* Job:
Render the listing below as a numbered list, omitting any blank lines.

* Material for this task:
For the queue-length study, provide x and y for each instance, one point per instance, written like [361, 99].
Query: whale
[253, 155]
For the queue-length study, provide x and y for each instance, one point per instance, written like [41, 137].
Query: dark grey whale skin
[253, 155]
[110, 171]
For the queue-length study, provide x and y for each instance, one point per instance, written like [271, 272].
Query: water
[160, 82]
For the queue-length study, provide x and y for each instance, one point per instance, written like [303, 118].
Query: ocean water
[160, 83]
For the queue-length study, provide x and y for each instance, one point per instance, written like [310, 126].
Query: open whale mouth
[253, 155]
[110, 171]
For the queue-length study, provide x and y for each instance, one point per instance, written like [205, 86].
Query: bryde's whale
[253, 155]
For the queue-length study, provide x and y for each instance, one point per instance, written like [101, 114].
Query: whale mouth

* Solution for this task:
1. For the queue-length study, provide x and y for each instance, one point per instance, written like [361, 99].
2. Query: whale
3. [253, 155]
4. For the queue-length study, provide x and y for each instance, one point per instance, written like [41, 137].
5. Query: dark grey whale skin
6. [253, 155]
7. [110, 171]
8. For the queue-length study, provide x and y for each instance, one point per instance, written like [271, 272].
9. Query: water
10. [160, 82]
11. For the queue-length study, provide x and y for each instance, one point per instance, written like [303, 118].
12. Query: ocean water
13. [160, 83]
14. For the queue-length study, provide x and y for each instance, one point per instance, written like [310, 126].
15. Query: open whale mouth
16. [253, 155]
17. [110, 171]
18. For the queue-length study, provide x and y for each instance, one point per instance, written like [205, 86].
19. Query: bryde's whale
20. [253, 155]
21. For the queue-length study, provide x and y for each instance, one point per instance, written like [101, 114].
22. Query: whale mouth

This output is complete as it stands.